Extracted text:
=== Begin Enclosure ===

The Frank McCourt High School of Writing Journalism and Literature will open next fall on Columbus Avenue and 83rd Street on Manhattan’s Upper West Side. It is one of four small schools that will take the place of the former Louis D. Brandeis High School, now the Brandeis High School Complex.
Three of these schools already opened in September of this year. They are Global Learning Collaborative, the Urban Assembly School for Green Careers and Innovation Diploma Plus.
Frank McCourt High School, the last of these schools, will recruit students this spring based on their middle school GPA, seventh grade ELA and math test scores, attendance history and performance during a group interview. It will emphasize communications and civic engagement. “[This is] inspired by Frank McCourt’s passion for journalism, literature and great writing,” Tom Allon (’80) said in an e-mail interview.
It was Allon’s idea to name the high school after Frank McCourt. ”I worked closely with a number of West Side elected leaders[…]as well as parents and community members from the upper West Side and Harlem,” he said.
“Many people felt it appropriate to name a new school after Frank McCourt—teacher, author, mentor and West Side community member,” Project Director and future principal Danielle Salzberg said in an e-mail interview.
Schools are usually named after the deceased “so that we don’t have schools named after people who are found later in life to be unworthy of this recognition,” Allon said.
The school will have “an entering class of approximately 108 freshman in 2010 and then each year an additional grade of that size will be added, so eventually the school should have approximately 432 students,” Allon said.
Salzberg said that McCourt’s work will be incorporated into the curriculum. “The Frank McCourt High School program is designed to train students for 21st century literacy expectations, leadership and life-long learning. Frank McCourt’s legacy in each of these areas will be explored at different points in the curriculum and will depend on future collaboration with school staff as they join the team developing the school,” she said.

=== End Enclosure ===

Tasks to complete:
1/ Decide whether each statement below agrees with the article on the Frank McCourt High School. Answer yes or no and quote the deciding words of the article: (a) The school will be located on Columbus Avenue and 83rd Street. (b) The school will emphasize mathematics and science. (c) The school is expected eventually to have approximately 432 students.
2/ Answer these questions from the article on the Frank McCourt High School:
(a) Which three schools opened in September of this year?
(b) Who is the Project Director and future principal of the school?
(c) About how many students will make up the entering class in 2010?
3/ Carry the article on the Frank McCourt High School forward past its last paragraph.

Record extracts:
=== Begin Enclosure ===

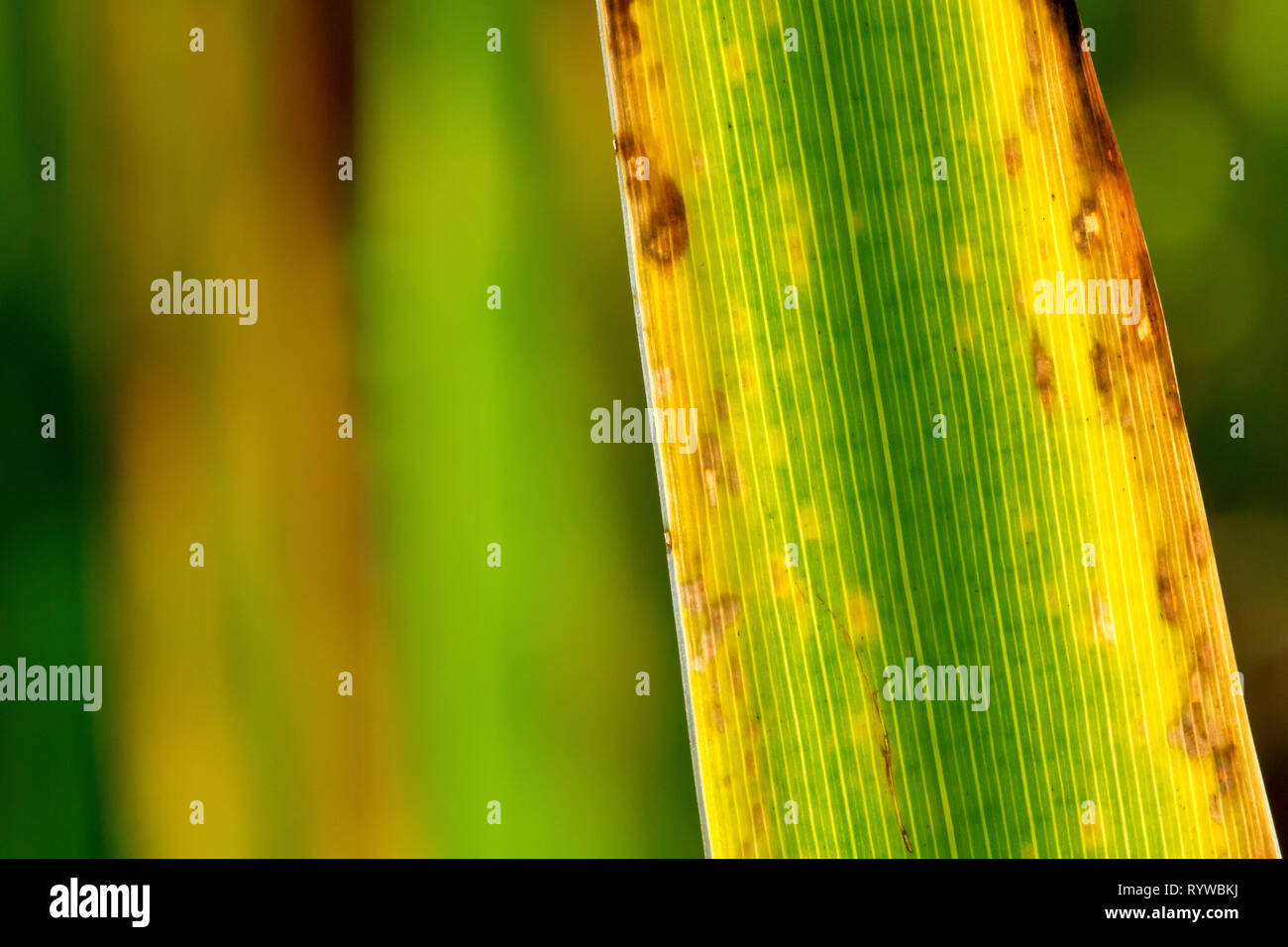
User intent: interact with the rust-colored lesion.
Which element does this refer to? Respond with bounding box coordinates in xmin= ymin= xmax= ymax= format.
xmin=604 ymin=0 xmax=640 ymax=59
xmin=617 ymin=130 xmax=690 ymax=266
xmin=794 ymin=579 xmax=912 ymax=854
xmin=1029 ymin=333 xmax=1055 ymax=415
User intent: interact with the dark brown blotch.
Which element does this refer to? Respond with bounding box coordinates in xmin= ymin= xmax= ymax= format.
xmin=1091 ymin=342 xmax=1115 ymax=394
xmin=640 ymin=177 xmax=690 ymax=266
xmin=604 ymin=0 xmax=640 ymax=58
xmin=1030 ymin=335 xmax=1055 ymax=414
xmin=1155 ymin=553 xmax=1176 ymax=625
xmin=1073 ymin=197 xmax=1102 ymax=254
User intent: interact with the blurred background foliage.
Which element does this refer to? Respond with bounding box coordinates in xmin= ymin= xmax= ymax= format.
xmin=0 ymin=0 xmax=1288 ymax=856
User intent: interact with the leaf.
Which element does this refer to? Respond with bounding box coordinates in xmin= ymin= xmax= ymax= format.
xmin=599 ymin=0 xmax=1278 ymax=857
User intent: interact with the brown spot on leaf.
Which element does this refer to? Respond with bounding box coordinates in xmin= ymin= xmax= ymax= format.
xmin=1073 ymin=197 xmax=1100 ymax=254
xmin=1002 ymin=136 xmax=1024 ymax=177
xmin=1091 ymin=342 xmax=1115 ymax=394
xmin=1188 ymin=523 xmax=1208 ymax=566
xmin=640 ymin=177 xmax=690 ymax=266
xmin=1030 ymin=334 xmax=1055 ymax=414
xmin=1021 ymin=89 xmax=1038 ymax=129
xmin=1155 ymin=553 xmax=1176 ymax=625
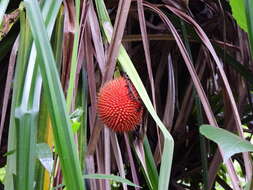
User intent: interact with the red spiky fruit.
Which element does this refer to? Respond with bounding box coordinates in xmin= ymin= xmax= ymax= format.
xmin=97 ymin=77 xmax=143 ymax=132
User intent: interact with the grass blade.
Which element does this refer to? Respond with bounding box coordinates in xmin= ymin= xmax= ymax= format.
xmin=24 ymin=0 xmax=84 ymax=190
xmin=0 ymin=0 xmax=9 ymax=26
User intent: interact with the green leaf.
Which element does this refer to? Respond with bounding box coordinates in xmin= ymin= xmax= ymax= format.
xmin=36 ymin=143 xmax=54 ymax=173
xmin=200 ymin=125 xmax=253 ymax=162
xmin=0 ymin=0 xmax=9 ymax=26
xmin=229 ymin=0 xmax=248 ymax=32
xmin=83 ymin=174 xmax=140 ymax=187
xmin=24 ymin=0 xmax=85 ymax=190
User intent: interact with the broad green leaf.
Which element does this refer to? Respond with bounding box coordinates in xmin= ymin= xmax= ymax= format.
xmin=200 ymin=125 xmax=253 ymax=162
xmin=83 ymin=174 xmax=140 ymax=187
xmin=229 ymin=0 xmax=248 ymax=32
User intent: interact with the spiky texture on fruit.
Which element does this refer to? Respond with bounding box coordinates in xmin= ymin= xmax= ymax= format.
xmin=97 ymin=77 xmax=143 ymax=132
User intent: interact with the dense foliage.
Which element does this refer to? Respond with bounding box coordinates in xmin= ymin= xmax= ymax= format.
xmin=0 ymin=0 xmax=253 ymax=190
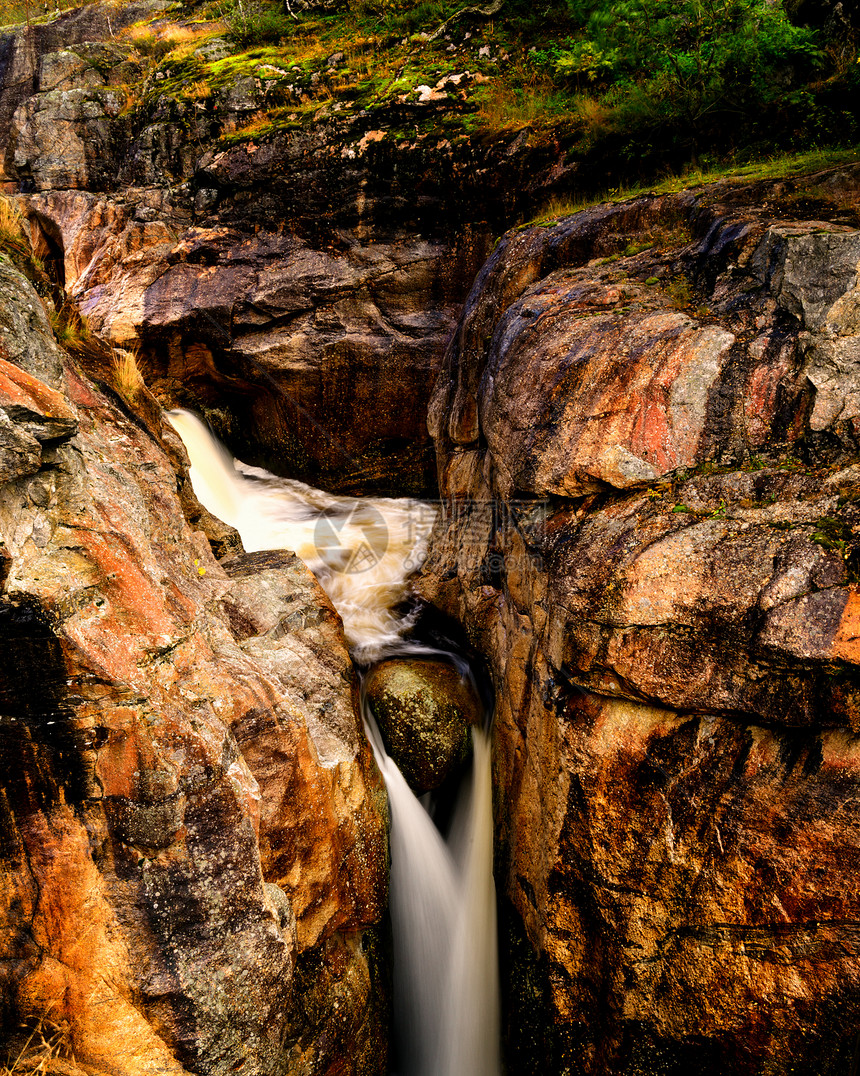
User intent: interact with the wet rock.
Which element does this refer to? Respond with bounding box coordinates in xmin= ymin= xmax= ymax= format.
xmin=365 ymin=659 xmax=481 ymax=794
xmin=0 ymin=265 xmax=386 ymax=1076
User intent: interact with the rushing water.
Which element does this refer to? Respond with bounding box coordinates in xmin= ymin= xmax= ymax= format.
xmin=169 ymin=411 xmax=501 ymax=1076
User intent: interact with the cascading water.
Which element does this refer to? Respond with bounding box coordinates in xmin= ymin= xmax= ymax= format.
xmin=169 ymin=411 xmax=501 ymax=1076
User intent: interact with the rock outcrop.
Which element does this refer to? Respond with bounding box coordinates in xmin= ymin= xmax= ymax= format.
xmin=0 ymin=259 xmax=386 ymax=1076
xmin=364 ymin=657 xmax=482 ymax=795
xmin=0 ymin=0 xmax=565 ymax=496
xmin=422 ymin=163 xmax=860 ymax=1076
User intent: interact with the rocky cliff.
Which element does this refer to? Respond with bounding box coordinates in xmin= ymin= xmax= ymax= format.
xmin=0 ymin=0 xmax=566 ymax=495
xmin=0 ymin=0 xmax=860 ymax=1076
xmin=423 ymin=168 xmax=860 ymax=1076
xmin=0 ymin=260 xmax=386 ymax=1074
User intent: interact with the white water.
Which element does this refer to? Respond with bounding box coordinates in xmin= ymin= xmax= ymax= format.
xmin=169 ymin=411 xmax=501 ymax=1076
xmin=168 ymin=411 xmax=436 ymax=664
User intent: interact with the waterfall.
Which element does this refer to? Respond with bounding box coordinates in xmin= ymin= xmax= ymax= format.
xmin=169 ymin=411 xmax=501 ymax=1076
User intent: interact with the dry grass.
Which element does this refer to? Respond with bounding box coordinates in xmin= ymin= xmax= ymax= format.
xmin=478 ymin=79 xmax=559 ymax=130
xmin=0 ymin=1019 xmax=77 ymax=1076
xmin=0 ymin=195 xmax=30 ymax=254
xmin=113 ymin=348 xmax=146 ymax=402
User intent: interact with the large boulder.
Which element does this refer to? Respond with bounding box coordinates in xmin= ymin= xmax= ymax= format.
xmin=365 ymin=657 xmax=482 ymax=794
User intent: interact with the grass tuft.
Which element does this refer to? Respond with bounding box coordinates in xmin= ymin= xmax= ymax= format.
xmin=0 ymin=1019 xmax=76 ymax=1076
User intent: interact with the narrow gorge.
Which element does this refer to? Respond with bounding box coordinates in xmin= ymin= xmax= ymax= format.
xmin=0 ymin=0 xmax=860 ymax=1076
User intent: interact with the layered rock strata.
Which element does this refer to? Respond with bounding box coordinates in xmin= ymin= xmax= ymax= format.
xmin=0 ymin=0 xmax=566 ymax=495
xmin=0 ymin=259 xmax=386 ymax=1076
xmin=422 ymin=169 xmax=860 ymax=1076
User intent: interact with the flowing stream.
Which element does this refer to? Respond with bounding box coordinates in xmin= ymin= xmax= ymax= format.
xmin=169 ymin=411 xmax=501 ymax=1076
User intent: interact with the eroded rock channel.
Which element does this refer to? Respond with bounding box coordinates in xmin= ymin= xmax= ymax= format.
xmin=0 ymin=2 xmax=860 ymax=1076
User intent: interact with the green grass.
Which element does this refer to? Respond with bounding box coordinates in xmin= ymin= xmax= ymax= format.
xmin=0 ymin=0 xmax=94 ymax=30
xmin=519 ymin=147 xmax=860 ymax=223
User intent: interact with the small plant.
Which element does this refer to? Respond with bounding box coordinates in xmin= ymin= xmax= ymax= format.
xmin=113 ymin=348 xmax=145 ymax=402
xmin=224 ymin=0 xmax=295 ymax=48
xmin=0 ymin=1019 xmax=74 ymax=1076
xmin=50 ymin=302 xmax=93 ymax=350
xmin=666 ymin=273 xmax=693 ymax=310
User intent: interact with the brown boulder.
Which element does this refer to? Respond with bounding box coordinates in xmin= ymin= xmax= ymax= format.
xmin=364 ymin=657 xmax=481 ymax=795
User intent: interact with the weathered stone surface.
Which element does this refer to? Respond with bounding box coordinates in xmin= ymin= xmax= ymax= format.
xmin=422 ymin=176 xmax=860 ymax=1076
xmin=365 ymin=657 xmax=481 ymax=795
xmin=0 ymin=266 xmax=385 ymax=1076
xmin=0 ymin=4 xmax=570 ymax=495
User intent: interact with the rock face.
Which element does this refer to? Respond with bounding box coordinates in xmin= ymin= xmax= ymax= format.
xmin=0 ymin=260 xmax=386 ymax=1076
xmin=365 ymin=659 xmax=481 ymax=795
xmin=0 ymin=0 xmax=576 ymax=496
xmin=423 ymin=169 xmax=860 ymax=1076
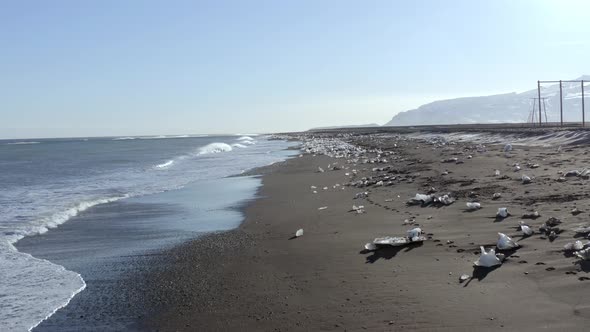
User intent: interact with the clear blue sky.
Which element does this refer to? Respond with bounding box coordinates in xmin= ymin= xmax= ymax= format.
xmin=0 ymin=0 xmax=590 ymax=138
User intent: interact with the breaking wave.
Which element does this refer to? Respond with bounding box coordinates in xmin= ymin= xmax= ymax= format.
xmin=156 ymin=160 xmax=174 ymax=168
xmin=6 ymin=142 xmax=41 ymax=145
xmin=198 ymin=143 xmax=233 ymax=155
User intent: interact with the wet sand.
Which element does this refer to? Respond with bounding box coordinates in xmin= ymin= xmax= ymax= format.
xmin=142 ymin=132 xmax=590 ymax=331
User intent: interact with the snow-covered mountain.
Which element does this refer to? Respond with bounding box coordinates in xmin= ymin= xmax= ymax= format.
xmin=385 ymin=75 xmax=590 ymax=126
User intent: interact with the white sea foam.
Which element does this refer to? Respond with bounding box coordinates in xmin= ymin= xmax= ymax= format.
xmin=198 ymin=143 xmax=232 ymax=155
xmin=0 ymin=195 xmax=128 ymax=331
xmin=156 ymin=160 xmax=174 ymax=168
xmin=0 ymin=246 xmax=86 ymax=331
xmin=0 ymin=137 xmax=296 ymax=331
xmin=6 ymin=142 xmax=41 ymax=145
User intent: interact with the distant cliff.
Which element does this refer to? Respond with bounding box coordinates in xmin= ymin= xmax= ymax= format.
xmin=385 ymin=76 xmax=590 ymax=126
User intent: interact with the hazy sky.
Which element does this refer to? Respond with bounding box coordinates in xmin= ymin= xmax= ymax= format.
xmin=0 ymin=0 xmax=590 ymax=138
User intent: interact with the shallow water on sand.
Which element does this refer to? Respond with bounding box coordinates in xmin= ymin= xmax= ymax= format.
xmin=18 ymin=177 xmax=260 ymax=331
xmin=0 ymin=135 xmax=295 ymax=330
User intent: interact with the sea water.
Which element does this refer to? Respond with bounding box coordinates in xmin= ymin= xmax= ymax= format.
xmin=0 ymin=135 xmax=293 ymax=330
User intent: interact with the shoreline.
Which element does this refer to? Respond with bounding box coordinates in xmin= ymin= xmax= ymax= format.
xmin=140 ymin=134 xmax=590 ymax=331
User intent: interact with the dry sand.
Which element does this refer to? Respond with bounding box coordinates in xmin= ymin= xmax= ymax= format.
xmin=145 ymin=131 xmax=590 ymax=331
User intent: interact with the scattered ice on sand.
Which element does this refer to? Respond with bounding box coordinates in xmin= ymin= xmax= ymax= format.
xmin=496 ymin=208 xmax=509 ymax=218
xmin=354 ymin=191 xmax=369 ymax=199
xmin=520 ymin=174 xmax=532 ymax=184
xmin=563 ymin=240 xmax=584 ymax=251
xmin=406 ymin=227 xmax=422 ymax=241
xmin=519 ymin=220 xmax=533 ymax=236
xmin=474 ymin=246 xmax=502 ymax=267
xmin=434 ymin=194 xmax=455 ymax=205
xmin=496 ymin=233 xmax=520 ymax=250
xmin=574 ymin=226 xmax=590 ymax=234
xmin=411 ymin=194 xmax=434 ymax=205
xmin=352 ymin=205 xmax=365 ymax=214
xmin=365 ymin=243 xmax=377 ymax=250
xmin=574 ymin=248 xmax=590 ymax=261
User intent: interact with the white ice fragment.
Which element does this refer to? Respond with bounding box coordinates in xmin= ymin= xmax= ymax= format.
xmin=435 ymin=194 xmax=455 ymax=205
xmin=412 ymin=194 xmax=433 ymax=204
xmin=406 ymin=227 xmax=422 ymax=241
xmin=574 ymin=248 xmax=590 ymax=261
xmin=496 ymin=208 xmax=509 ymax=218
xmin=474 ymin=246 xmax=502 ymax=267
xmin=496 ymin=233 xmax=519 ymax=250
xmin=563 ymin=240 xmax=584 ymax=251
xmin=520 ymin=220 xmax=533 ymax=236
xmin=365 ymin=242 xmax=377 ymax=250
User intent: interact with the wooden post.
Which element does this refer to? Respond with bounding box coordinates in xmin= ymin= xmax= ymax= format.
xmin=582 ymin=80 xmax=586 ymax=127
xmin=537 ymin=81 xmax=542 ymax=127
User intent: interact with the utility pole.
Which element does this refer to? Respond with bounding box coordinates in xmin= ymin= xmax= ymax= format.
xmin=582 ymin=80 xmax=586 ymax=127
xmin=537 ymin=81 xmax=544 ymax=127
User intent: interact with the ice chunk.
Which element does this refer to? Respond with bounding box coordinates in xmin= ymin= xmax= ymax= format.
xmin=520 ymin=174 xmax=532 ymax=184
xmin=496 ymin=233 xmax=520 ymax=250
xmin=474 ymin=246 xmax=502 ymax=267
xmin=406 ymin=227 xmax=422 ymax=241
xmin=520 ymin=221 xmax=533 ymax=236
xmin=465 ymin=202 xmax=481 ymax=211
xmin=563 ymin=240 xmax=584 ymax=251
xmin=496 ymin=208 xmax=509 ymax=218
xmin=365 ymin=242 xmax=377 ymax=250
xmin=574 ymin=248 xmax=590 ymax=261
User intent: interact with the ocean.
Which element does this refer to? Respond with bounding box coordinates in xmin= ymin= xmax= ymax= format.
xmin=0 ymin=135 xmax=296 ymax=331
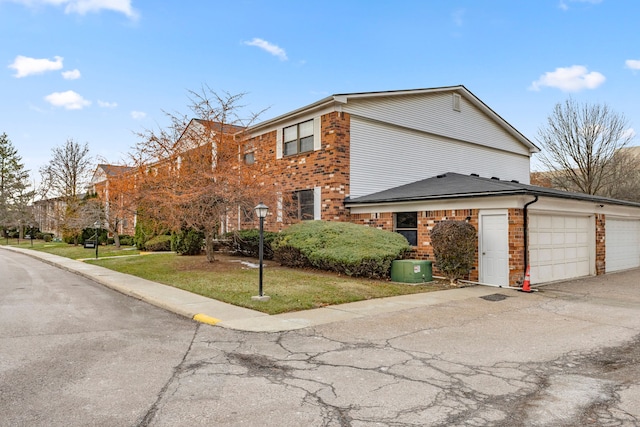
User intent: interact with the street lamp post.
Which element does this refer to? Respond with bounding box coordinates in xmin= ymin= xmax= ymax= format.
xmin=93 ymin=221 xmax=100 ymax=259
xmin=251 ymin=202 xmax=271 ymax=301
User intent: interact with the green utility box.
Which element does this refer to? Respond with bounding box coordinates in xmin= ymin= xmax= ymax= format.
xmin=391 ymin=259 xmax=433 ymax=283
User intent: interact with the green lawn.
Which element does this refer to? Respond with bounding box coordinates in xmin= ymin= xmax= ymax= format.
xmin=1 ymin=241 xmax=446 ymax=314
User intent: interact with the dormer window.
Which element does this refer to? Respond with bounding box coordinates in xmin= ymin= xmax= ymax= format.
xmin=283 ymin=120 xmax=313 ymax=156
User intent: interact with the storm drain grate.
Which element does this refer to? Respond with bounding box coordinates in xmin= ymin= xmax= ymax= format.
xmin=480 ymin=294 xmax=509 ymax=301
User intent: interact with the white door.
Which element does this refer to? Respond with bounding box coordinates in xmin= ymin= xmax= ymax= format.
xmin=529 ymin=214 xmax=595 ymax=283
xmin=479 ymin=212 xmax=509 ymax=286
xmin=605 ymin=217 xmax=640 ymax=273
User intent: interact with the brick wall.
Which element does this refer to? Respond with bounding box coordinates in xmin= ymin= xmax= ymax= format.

=== End Enclosure ===

Outputs in order:
1/
(a) Yes: "will open next fall on Columbus Avenue and 83rd Street on Manhattan’s Upper West Side"
(b) No: "It will emphasize communications and civic engagement."
(c) Yes: "so eventually the school should have approximately 432 students"

2/
(a) Global Learning Collaborative, the Urban Assembly School for Green Careers and Innovation Diploma Plus
(b) Danielle Salzberg
(c) Approximately 108

3/
Chancellor Joel Klein announced the naming at a memorial for McCourt on Tuesday, October 6, at Symphony Space on 95th Street and Broadway. The memorial lasted for over three hours and included speeches by McCourt’s three brothers, daughter and granddaughter. This was a ticketed event and the only Stuyvesant faculty members who attended were Principal Stanley Teitel, math teacher Joy Schimmel and English teacher Walter Gern.
“The memorial was very moving,” Teitel said.
“Mr. McCourt was delightful and his laugh was infectious. He made the students really think. A lot of his students became professional writers,” Schimmel said. “Mr. McCourt would be proud and surprised [to have a school named after him].”
Teitel agreed. “I know that the family feels honored and I’m sure Frank would feel the same way,” he said. “I knew Frank. I liked his books, like Teacher Man. What’s important about Frank is that he tried his best once he became famous to make people understand how difficult, but how rewarding, teaching can be.”
Students are generally supportive of the decision. “Frank McCourt was really inspiring, and having him as a role model for a school of creative writing is a good idea,” senior Ayala Mansky said. “He was obviously an intellectual, educational figure.”
Freshman Yixia She is currently reading Angela’s Ashes, McCourt’s Pulitzer Prize winning autobiography, in her English class. “He was a good writer, so a school for creative writing is a good memorial for him,” she said.
Sophomore Sophy Wu agreed. “Frank McCourt came to many high schools to educate students on how to become better writers. He should be recognized for this,” she said.


FYI, the Brandeis school is located at 84th and Columbus.